Extrait choisi:
A propos de la « castration »…

Beaucoup de réactions suite à mon dernier billet interrogeant cette petite communauté sur l’incohérence qu’il m’avait semblé déceler (sans pour autant porter un jugement trop sévère, je constatais et lançais la discussion – tout au plus) dans les schémas et attentes d’investissement des deux grandes classes d’acteurs (même si d’autres, Super-angels et Micro-VC comblent les manques) que l’on retrouve en France.

Je réponds ici aux différents commentaires, mails et discussions orales qui s’en s’ont ensuivies (belle allitération en « s »), puisque mon post ne me satisfait pas : par manque de temps, je n’ai pas assez mis d’ordre et de logique dans mes propos, et j’ai l’impression que tout le monde a un peu compris différemment du voisin, c’est embêtant… :)

Voilà donc qui devrait (re)mettre un peu plus d’ordre dans le fil (décousu) de mon discours :)

  • Mon propos essayait plus de montrer l’incohérence des premiers paliers d’investissement, pas tellement des VC que je trouve dans l’ensemble bien positionnés – même si le glissement actuel vers plus d’amorçage pur peut poser des questions.

 

  • Je critiquais (soft, hein, moi aussi je veux lever des fonds bientôt, hé !) plus certains types de BA qui eux, en revanchent, attendent encore qu’une boite *web* fasse du chiffre et ait un modèle prouvé avant de mettre 50 ou 100K€. Ce qui est un non-sens pour moi, puisque justement c’est le premier tour qui doit permettre de sécuriser une équipe de 3-4 mecs pour pondre un produit en phase avec un marché, en 12 à 18 mois environ. C’est la phase où il faut rester ambitieux et affiner sa vision d’un marché gros, grand, large, tous les qualificatifs que tu veux, mais qui doit derrière mettre une boite dans les bonnes conditions pour trouver les ressources dont elle aura besoin pour grandir, c’est-à-dire avec : une vision, un proto/alpha/beta, un début de traction, un plan d’actions, et surtout une équipe qui a faim.

 

  • Or l’attente – par les investisseurs en amorçage – de « machines » rentables à taille réduite, toujours sur le *web* je précise, fait que les entrepreneurs, devant les rejets des investisseurs devant des projets sans business-model court terme, sont pragmatiques : ils affinent leur approche pour coller aux attentes des BA – pas fous ! Et cela modifie complètement la dynamique et la portée potentielle du projet. Difficile d’avoir ensuite une vision ample et ambitieuse lorsque l’on a passé 6, 9 voire 12 mois à trouver un premier client pour prouver qu’il y a une attente du marché (même si ça reste une excellente preuve et qu’il ne faut surtout pas se cacher derrière son PC). Que cela devienne l’unique obsession n’est pas nécessaire à ce stade. Alors que justement, l’argent du premier tour donne les moyens de trouver son marché et de se mettre en situation d’accélérer.

(Entrées de données extraites)
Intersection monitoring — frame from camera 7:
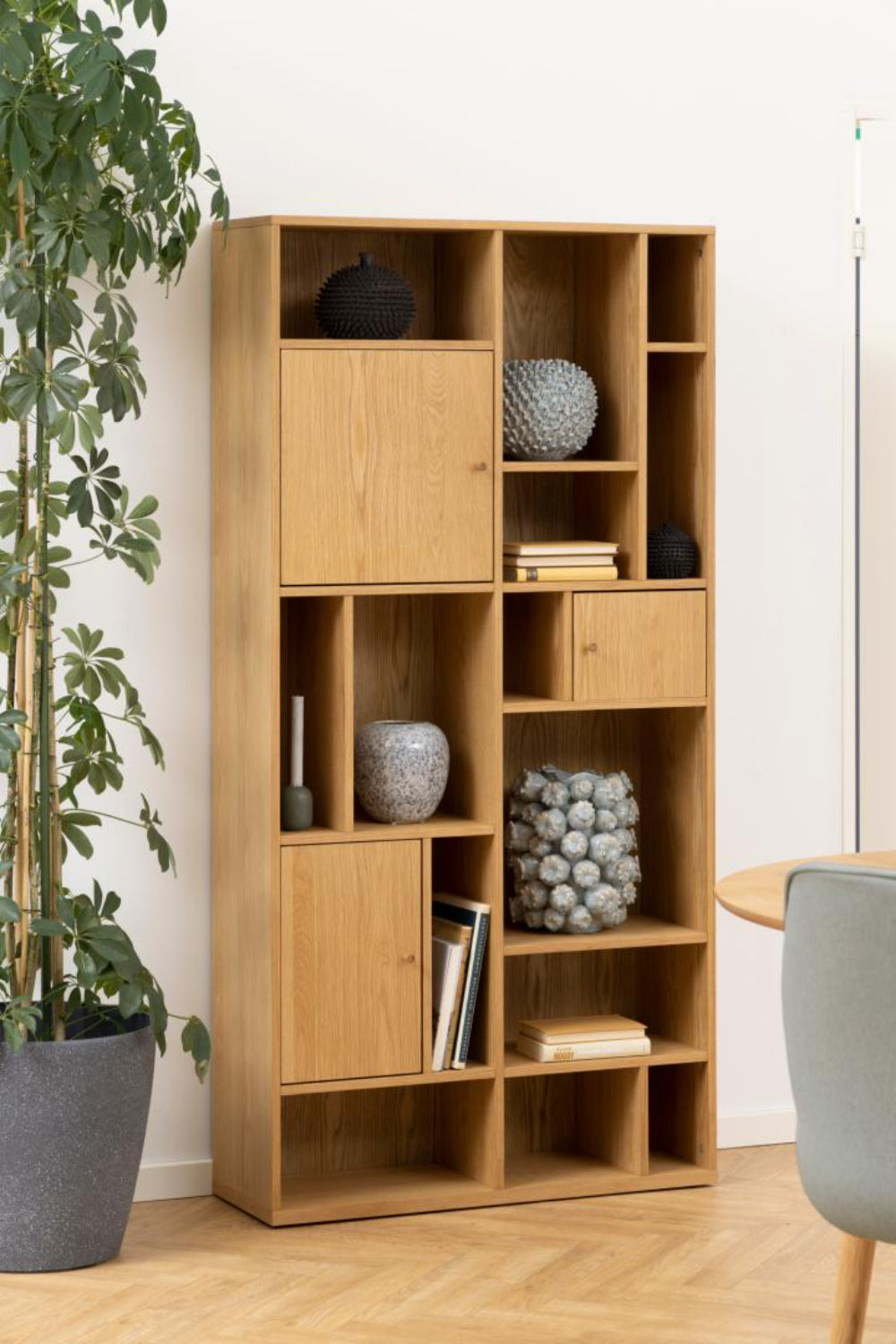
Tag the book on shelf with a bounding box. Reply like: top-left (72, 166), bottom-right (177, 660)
top-left (433, 892), bottom-right (492, 1069)
top-left (433, 935), bottom-right (463, 1073)
top-left (517, 1013), bottom-right (648, 1046)
top-left (504, 564), bottom-right (619, 583)
top-left (504, 551), bottom-right (616, 570)
top-left (433, 917), bottom-right (473, 1073)
top-left (504, 542), bottom-right (619, 556)
top-left (516, 1037), bottom-right (650, 1064)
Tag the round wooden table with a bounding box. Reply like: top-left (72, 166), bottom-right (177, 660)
top-left (716, 849), bottom-right (896, 929)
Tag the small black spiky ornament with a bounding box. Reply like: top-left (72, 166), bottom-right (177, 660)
top-left (648, 523), bottom-right (700, 580)
top-left (314, 253), bottom-right (417, 340)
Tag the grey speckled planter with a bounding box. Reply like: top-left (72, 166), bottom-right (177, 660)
top-left (0, 1026), bottom-right (156, 1273)
top-left (355, 719), bottom-right (450, 824)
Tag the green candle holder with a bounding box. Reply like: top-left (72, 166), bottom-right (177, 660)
top-left (287, 784), bottom-right (314, 831)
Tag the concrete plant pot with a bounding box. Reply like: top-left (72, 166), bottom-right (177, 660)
top-left (0, 1018), bottom-right (156, 1274)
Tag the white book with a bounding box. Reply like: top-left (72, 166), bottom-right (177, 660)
top-left (516, 1037), bottom-right (650, 1064)
top-left (505, 551), bottom-right (614, 570)
top-left (433, 935), bottom-right (463, 1073)
top-left (504, 542), bottom-right (619, 556)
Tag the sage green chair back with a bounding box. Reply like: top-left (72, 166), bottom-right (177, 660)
top-left (783, 863), bottom-right (896, 1242)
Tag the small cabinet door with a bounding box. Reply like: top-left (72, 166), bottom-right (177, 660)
top-left (573, 590), bottom-right (707, 702)
top-left (280, 840), bottom-right (422, 1083)
top-left (280, 349), bottom-right (495, 585)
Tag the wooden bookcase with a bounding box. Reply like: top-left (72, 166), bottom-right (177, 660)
top-left (212, 218), bottom-right (715, 1225)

Travail à faire:
A) Selon le billet, en combien de temps le premier tour doit-il permettre à une équipe de 3 ou 4 personnes de sortir un produit en phase avec un marché ?
B) Recopiez le passage du billet qui commence aux mots « Voilà donc qui » et s'arrête après les mots « poser des questions. ».

Réponses fournies:
A) En 12 à 18 mois environ.

B)
Voilà donc qui devrait (re)mettre un peu plus d’ordre dans le fil (décousu) de mon discours :)

  • Mon propos essayait plus de montrer l’incohérence des premiers paliers d’investissement, pas tellement des VC que je trouve dans l’ensemble bien positionnés – même si le glissement actuel vers plus d’amorçage pur peut poser des questions.